__WORK INSTRUCTIONS__.
Which lines in the items below contain the string "floor"? Copy each such line, treating uppercase and lowercase letters as different.
____ DATASET ENTRIES
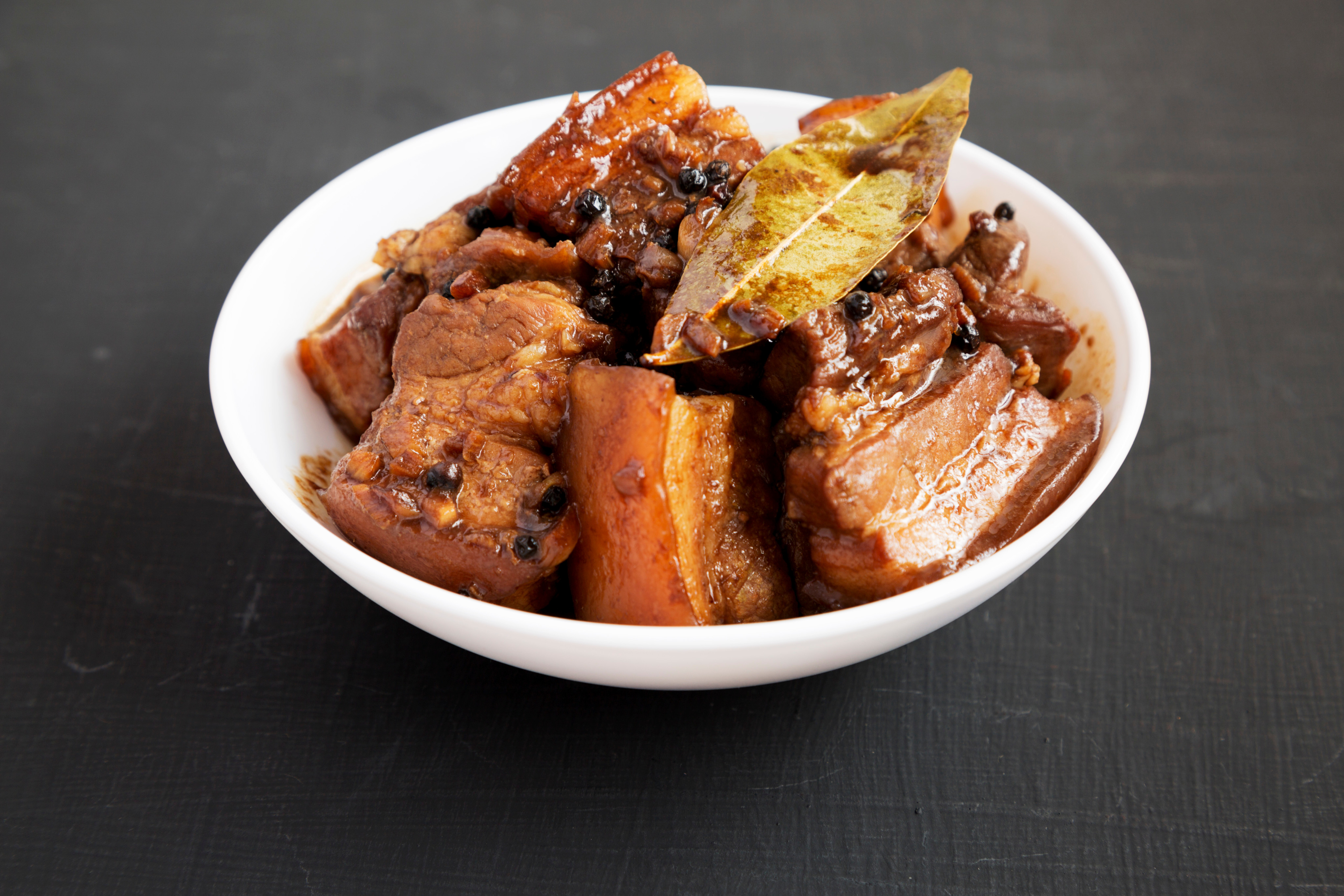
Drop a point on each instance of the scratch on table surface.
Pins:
(308, 876)
(1322, 770)
(250, 614)
(799, 784)
(211, 656)
(84, 671)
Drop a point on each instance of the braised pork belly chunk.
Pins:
(506, 256)
(990, 267)
(349, 360)
(689, 487)
(909, 459)
(633, 177)
(455, 481)
(508, 442)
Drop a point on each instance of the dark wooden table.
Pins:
(193, 704)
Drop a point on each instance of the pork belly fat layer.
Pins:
(990, 267)
(1026, 461)
(349, 359)
(455, 481)
(678, 503)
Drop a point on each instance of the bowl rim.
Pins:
(689, 640)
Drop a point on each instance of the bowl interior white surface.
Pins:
(269, 418)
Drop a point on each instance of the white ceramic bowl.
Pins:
(271, 418)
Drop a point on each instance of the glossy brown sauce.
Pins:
(312, 478)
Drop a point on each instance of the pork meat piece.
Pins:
(455, 483)
(504, 256)
(898, 444)
(349, 359)
(1022, 467)
(417, 252)
(678, 501)
(827, 351)
(990, 267)
(928, 246)
(608, 175)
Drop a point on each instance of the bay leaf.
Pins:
(812, 220)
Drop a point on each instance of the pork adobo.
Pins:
(508, 438)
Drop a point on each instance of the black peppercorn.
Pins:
(874, 281)
(480, 218)
(967, 339)
(553, 501)
(666, 237)
(599, 306)
(590, 203)
(858, 306)
(691, 181)
(444, 476)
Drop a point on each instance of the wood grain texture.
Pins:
(191, 704)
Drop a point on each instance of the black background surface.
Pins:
(193, 704)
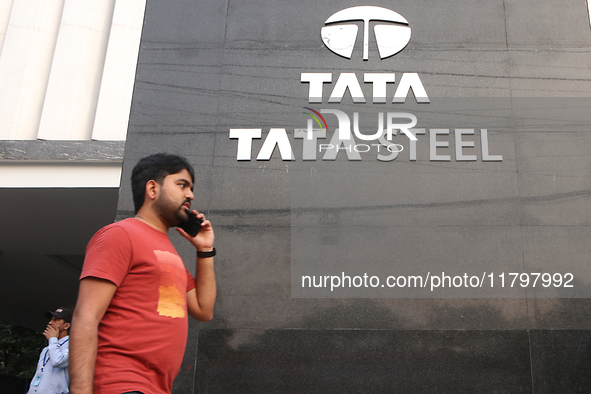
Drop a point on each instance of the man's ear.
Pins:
(151, 189)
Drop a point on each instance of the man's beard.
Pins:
(169, 212)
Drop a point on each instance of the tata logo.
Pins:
(392, 32)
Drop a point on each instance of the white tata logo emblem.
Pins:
(391, 38)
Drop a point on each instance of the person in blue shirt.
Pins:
(52, 375)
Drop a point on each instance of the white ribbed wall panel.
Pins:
(25, 61)
(74, 80)
(5, 7)
(114, 101)
(59, 60)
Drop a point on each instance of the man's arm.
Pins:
(94, 297)
(201, 300)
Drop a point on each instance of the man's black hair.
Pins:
(155, 167)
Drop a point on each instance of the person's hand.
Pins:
(203, 241)
(50, 331)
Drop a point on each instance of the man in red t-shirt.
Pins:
(130, 324)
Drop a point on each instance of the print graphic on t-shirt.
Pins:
(172, 288)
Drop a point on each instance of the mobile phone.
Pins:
(192, 225)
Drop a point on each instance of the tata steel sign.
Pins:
(339, 34)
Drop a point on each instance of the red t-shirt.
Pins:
(143, 335)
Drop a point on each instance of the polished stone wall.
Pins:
(210, 66)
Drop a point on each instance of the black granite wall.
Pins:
(210, 66)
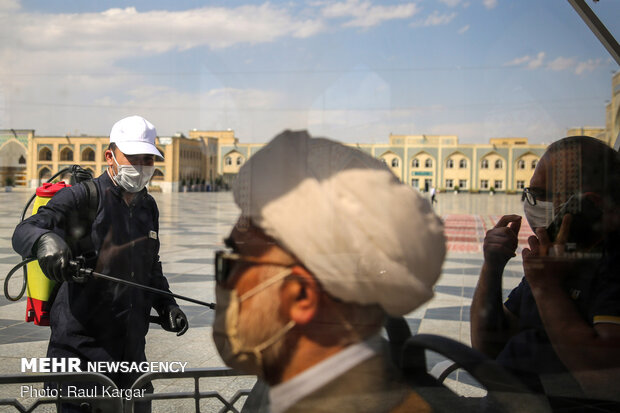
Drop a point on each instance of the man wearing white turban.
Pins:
(328, 244)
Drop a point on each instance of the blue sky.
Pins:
(352, 70)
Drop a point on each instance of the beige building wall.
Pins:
(457, 172)
(524, 169)
(492, 170)
(423, 167)
(394, 162)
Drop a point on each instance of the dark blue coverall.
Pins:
(101, 320)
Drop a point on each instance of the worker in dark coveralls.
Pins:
(99, 320)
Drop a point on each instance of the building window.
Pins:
(66, 154)
(45, 154)
(88, 155)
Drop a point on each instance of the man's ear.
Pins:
(108, 158)
(300, 296)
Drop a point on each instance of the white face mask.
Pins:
(539, 215)
(133, 178)
(229, 343)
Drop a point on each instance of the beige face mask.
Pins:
(229, 344)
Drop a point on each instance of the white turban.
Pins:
(364, 235)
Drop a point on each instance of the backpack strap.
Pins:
(87, 217)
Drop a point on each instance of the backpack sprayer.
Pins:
(39, 288)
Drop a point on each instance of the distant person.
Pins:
(316, 264)
(433, 194)
(99, 320)
(559, 330)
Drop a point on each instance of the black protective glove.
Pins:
(54, 255)
(174, 319)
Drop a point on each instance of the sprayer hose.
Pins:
(8, 278)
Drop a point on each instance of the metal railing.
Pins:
(119, 404)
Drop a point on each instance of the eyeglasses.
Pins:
(224, 262)
(530, 195)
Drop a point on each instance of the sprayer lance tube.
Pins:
(87, 273)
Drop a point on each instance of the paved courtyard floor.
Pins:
(192, 226)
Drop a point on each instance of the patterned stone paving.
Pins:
(192, 226)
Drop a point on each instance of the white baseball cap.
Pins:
(135, 135)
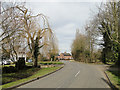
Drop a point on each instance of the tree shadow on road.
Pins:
(113, 87)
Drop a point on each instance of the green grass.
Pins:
(50, 62)
(114, 77)
(41, 72)
(10, 77)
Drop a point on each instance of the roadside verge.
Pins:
(36, 77)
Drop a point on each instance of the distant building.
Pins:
(64, 56)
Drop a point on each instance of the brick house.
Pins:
(64, 56)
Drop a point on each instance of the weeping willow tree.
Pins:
(32, 28)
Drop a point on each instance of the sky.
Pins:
(65, 18)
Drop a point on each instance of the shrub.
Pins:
(10, 69)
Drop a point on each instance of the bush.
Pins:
(10, 69)
(20, 64)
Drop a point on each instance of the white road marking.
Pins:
(77, 73)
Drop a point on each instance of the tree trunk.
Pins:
(118, 61)
(35, 63)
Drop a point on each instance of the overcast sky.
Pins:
(65, 18)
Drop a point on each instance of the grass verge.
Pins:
(114, 77)
(39, 73)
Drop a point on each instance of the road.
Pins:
(73, 75)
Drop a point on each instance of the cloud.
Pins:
(64, 18)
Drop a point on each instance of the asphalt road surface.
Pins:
(73, 75)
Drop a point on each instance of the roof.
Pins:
(66, 54)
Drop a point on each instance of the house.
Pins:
(64, 56)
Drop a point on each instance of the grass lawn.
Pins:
(39, 73)
(114, 77)
(50, 62)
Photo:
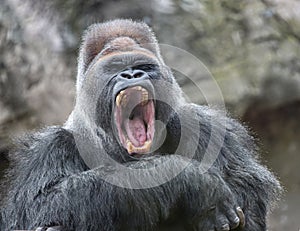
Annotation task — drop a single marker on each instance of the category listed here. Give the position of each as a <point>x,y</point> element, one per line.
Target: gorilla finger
<point>222,223</point>
<point>241,216</point>
<point>234,220</point>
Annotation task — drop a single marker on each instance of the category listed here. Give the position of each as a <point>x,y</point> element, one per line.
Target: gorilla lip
<point>134,118</point>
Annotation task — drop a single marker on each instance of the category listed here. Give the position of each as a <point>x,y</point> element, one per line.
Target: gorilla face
<point>130,105</point>
<point>123,89</point>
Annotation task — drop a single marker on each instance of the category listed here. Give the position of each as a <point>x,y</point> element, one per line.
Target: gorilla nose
<point>132,74</point>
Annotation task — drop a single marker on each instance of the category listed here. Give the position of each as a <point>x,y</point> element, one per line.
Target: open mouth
<point>134,118</point>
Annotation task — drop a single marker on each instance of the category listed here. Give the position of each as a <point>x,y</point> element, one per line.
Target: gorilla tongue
<point>135,119</point>
<point>136,131</point>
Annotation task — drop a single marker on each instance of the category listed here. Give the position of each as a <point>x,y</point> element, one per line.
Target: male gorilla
<point>121,161</point>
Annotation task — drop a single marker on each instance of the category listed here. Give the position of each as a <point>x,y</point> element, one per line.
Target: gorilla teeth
<point>122,98</point>
<point>132,149</point>
<point>145,96</point>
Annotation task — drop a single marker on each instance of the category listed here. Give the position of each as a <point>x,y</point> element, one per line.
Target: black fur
<point>50,184</point>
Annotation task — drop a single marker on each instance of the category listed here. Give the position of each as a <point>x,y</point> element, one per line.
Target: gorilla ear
<point>99,34</point>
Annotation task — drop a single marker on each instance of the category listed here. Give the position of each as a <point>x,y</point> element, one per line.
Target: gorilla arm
<point>52,186</point>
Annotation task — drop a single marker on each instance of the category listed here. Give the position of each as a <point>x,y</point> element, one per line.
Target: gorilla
<point>134,154</point>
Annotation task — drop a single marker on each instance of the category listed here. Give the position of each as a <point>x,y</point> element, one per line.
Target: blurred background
<point>252,48</point>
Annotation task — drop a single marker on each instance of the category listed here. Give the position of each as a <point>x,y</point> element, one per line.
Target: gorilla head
<point>120,67</point>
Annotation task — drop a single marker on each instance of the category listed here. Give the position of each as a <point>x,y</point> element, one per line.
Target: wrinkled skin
<point>65,178</point>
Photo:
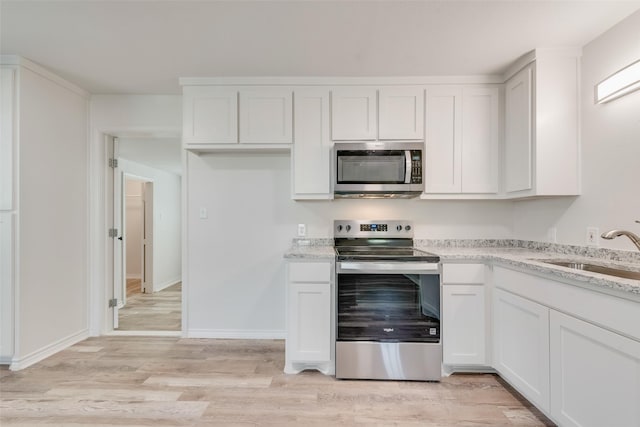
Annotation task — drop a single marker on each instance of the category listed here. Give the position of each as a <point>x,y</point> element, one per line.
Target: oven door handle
<point>387,267</point>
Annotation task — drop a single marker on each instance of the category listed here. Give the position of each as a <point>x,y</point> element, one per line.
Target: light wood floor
<point>161,381</point>
<point>158,311</point>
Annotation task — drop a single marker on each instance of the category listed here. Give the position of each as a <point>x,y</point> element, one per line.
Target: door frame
<point>100,267</point>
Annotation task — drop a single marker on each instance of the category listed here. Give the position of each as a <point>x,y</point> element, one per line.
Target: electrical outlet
<point>593,234</point>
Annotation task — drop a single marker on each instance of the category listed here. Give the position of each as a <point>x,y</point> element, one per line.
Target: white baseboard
<point>237,334</point>
<point>48,350</point>
<point>166,284</point>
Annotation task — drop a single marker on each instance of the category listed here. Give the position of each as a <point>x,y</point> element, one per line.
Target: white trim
<point>340,81</point>
<point>43,72</point>
<point>145,333</point>
<point>237,334</point>
<point>48,350</point>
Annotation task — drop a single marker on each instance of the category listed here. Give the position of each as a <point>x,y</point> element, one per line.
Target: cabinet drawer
<point>310,272</point>
<point>462,273</point>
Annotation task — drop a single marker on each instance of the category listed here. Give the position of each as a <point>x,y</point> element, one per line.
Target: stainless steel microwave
<point>378,169</point>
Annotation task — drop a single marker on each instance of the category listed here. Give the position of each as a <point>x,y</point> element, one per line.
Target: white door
<point>147,238</point>
<point>518,132</point>
<point>521,345</point>
<point>114,224</point>
<point>595,375</point>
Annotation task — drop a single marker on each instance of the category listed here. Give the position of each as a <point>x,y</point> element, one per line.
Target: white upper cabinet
<point>370,114</point>
<point>354,115</point>
<point>401,113</point>
<point>541,125</point>
<point>210,115</point>
<point>444,140</point>
<point>311,159</point>
<point>518,160</point>
<point>480,140</point>
<point>266,116</point>
<point>462,140</point>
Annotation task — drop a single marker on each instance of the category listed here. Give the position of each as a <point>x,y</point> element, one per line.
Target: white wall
<point>52,234</point>
<point>610,154</point>
<point>235,270</point>
<point>167,222</point>
<point>119,115</point>
<point>133,227</point>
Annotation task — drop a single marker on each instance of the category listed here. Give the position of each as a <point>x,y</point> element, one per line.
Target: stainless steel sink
<point>610,271</point>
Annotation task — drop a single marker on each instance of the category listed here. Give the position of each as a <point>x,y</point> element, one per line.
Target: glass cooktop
<point>373,253</point>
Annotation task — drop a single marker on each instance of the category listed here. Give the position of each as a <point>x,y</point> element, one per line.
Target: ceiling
<point>159,153</point>
<point>143,47</point>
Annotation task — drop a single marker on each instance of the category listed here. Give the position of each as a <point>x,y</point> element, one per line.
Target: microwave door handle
<point>407,167</point>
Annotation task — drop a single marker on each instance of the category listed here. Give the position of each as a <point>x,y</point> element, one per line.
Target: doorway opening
<point>147,252</point>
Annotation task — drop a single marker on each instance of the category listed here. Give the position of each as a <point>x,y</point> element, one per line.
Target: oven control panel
<point>372,228</point>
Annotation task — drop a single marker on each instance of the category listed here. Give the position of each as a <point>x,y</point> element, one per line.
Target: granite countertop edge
<point>523,255</point>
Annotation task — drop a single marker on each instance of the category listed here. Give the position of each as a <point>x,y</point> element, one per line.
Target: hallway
<point>159,311</point>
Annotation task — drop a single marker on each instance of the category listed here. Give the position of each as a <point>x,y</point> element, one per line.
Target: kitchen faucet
<point>612,234</point>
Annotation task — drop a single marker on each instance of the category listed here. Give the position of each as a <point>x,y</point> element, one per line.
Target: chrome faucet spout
<point>612,234</point>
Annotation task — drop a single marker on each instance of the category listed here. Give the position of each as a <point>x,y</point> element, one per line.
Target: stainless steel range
<point>388,303</point>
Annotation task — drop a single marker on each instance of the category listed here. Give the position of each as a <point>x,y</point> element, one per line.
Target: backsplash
<point>584,251</point>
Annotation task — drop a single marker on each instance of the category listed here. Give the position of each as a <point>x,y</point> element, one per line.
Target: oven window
<point>388,308</point>
<point>378,169</point>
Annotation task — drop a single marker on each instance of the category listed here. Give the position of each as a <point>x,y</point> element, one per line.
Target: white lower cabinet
<point>464,319</point>
<point>595,375</point>
<point>521,345</point>
<point>309,318</point>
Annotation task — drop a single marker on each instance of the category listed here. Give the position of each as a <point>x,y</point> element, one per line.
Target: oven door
<point>388,321</point>
<point>388,302</point>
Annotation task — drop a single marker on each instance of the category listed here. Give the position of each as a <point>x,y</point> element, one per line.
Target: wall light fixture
<point>618,84</point>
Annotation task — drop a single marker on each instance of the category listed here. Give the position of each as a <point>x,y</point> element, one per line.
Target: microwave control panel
<point>416,166</point>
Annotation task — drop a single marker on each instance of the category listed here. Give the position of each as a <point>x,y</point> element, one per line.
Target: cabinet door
<point>443,140</point>
<point>463,325</point>
<point>595,375</point>
<point>521,345</point>
<point>518,132</point>
<point>354,114</point>
<point>401,113</point>
<point>309,331</point>
<point>210,115</point>
<point>480,140</point>
<point>266,116</point>
<point>312,145</point>
<point>7,116</point>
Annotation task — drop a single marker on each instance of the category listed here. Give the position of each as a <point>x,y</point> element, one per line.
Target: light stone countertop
<point>523,255</point>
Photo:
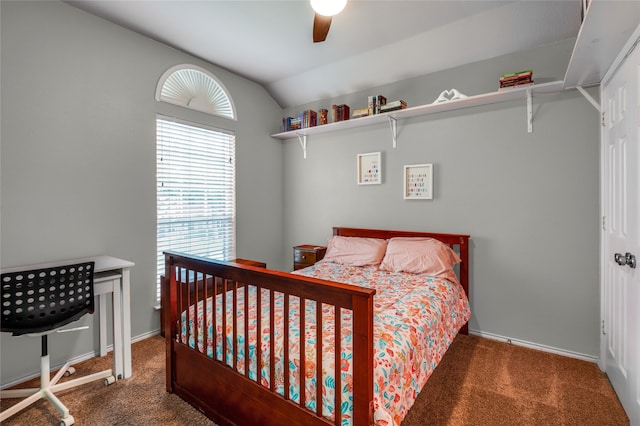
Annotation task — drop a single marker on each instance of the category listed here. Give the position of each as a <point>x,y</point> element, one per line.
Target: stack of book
<point>374,104</point>
<point>393,106</point>
<point>290,123</point>
<point>340,112</point>
<point>516,79</point>
<point>308,118</point>
<point>360,112</point>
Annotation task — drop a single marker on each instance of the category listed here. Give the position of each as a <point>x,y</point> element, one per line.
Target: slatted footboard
<point>233,382</point>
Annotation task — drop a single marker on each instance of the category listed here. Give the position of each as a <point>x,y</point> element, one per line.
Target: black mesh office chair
<point>39,302</point>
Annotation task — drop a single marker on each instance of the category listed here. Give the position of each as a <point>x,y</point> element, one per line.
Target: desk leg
<point>118,343</point>
<point>103,324</point>
<point>126,322</point>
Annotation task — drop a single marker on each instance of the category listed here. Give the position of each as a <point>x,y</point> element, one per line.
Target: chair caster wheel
<point>67,421</point>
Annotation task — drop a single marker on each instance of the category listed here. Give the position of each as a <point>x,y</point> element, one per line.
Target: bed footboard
<point>214,371</point>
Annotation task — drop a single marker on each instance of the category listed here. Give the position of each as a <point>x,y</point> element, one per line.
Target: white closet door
<point>621,236</point>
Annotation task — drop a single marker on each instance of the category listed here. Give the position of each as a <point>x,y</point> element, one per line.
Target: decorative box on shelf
<point>306,255</point>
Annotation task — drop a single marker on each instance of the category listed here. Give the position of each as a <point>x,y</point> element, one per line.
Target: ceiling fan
<point>324,11</point>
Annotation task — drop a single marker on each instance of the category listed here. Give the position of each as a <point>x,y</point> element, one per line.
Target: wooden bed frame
<point>228,396</point>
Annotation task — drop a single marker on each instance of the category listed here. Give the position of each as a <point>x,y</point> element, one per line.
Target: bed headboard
<point>452,240</point>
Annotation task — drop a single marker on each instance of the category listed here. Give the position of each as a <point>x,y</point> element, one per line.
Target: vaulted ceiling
<point>370,43</point>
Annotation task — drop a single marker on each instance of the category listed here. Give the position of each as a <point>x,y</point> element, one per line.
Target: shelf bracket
<point>393,123</point>
<point>303,144</point>
<point>588,97</point>
<point>529,112</point>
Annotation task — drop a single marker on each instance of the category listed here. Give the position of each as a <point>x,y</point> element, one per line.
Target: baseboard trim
<point>537,346</point>
<point>77,359</point>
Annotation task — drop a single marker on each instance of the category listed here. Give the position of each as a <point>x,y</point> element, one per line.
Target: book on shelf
<point>309,118</point>
<point>393,106</point>
<point>340,112</point>
<point>518,74</point>
<point>516,79</point>
<point>514,86</point>
<point>374,103</point>
<point>360,112</point>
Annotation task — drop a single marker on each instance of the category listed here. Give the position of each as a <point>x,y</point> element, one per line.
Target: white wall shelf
<point>524,93</point>
<point>605,29</point>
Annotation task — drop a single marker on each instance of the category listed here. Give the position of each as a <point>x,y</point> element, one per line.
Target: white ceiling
<point>370,43</point>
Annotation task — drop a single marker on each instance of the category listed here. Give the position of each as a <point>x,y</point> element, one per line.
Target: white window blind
<point>195,191</point>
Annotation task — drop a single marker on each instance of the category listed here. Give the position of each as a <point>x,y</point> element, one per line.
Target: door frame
<point>632,43</point>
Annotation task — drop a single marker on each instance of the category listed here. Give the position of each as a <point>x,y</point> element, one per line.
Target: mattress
<point>416,317</point>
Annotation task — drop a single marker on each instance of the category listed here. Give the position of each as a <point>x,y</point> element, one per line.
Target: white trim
<point>77,359</point>
<point>622,55</point>
<point>537,346</point>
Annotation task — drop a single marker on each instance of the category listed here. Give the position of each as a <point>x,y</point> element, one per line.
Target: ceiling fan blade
<point>321,26</point>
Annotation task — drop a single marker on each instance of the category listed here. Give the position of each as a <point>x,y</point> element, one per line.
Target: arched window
<point>195,170</point>
<point>193,87</point>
________
__OUTPUT__.
Drop a point on each instance of the paved courtyard floor.
Target: light wood floor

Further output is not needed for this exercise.